### Task directions
Each entry needs to be given again, character for character.

### Data to examine
──────

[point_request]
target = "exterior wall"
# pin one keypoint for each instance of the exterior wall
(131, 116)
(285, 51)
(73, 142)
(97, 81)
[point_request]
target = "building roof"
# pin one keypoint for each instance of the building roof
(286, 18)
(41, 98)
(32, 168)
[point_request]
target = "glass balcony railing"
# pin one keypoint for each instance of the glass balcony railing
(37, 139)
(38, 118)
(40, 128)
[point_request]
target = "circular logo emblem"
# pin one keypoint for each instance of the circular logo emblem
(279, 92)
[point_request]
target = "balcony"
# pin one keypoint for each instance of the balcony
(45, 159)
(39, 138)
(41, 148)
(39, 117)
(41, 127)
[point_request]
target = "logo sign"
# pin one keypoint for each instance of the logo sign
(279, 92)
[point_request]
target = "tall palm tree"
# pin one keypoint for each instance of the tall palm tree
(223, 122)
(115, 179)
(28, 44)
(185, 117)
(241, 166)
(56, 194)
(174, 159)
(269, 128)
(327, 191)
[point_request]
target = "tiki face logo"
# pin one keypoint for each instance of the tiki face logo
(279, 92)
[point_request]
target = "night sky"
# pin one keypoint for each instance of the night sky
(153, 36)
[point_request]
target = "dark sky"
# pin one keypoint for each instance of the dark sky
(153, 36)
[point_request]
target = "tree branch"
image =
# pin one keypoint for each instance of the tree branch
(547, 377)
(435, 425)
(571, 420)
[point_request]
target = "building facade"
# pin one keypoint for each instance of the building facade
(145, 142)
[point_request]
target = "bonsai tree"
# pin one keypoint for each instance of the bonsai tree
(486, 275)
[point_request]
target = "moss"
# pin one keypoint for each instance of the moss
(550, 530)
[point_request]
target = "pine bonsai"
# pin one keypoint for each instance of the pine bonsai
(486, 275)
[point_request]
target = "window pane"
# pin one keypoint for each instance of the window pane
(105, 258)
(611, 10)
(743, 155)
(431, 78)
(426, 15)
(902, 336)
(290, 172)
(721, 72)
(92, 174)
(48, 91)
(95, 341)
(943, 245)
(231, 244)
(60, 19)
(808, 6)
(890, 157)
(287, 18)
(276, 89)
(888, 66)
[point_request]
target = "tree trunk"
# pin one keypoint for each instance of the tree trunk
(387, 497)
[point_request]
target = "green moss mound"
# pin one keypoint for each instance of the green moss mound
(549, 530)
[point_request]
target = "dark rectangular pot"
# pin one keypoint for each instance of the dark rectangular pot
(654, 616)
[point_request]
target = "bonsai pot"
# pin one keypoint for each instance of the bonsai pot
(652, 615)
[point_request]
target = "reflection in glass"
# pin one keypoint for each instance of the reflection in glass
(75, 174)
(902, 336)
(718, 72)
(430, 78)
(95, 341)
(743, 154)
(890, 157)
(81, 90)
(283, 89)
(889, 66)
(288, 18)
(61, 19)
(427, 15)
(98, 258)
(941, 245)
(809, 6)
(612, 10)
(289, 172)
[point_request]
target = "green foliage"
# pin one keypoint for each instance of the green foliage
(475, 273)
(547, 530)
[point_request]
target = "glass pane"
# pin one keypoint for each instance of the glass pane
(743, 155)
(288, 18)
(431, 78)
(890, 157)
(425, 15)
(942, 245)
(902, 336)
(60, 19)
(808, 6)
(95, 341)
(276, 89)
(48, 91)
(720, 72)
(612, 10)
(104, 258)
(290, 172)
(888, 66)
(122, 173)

──────

### Task solution
[point_request]
target = "exterior wall"
# pin one keypoint for each instance of the exterior wall
(131, 116)
(285, 51)
(73, 142)
(97, 81)
[point_request]
target = "building roof"
# pin one keypoint for each instance of the building roof
(286, 18)
(41, 98)
(32, 168)
[point_request]
target = "glass balcony railing"
# pin one keypoint for each instance of the glass balcony railing
(37, 139)
(38, 118)
(40, 128)
[point_request]
target = "circular logo emblem"
# pin one keypoint for each instance of the circular logo emblem
(279, 92)
[point_request]
target = "balcony"
# pin one keypoint for each instance of the balcony
(45, 159)
(39, 138)
(41, 148)
(39, 117)
(41, 127)
[point_request]
target = "logo sign"
# pin one keypoint for each instance of the logo sign
(279, 92)
[point_request]
target = "tall palm tree"
# pin one keypoint for each instance of the tall palm tree
(223, 122)
(115, 179)
(28, 44)
(185, 117)
(241, 166)
(56, 194)
(174, 159)
(269, 128)
(327, 191)
[point_request]
target = "tiki face logo"
# pin one keypoint for each instance of the tiki face logo
(279, 92)
[point_request]
target = "night sky"
# pin one keypoint for each instance of the night sky
(153, 36)
[point_request]
target = "dark sky"
# pin one keypoint for each instance of the dark sky
(153, 36)
[point_request]
target = "tree branch"
image =
# pin one keypoint for each instance of the tree branch
(547, 377)
(435, 425)
(571, 420)
[point_request]
target = "building facade"
# pin one keypoint for each instance of the building facade
(145, 142)
[point_request]
target = "bonsai tree"
# pin one keypoint for each instance of the bonsai tree
(486, 275)
[point_request]
target = "moss"
# pin one keypoint for each instance of the moss
(550, 530)
[point_request]
target = "pine bonsai"
# pin one keypoint for each instance of the pine bonsai
(486, 275)
[point_request]
target = "window pane"
# pin one keypoint for each instance of the window pane
(105, 258)
(611, 10)
(743, 155)
(431, 78)
(426, 15)
(902, 336)
(290, 172)
(721, 72)
(92, 174)
(48, 91)
(95, 341)
(943, 245)
(231, 244)
(60, 19)
(808, 6)
(890, 157)
(287, 18)
(276, 89)
(888, 66)
[point_request]
target = "tree trunk"
# pin one keypoint for each instance of the tree trunk
(387, 497)
[point_request]
target = "green moss mound"
# pin one keypoint for each instance of the green moss mound
(549, 530)
[point_request]
target = "dark rectangular pot"
# pin one keypoint for each instance of the dark rectangular pot
(654, 616)
[point_request]
target = "bonsai pot"
# pin one keypoint for each instance of the bonsai pot
(652, 615)
[point_request]
target = "reflection in glass"
# pin one keypoint for each instance of the reflection in glass
(75, 174)
(902, 336)
(718, 72)
(430, 78)
(95, 341)
(743, 154)
(890, 157)
(81, 90)
(283, 89)
(889, 66)
(288, 18)
(61, 19)
(427, 15)
(98, 258)
(941, 245)
(809, 6)
(612, 10)
(289, 172)
[point_request]
target = "green foliage"
# pin one keypoint for each instance of the green foliage
(475, 273)
(547, 530)
[point_request]
target = "glass pane"
# pin one keypoint for each instance of the glass pane
(743, 155)
(288, 18)
(431, 78)
(890, 157)
(425, 15)
(942, 245)
(902, 336)
(60, 19)
(808, 6)
(95, 341)
(276, 89)
(48, 91)
(720, 72)
(612, 10)
(104, 258)
(290, 172)
(888, 66)
(122, 173)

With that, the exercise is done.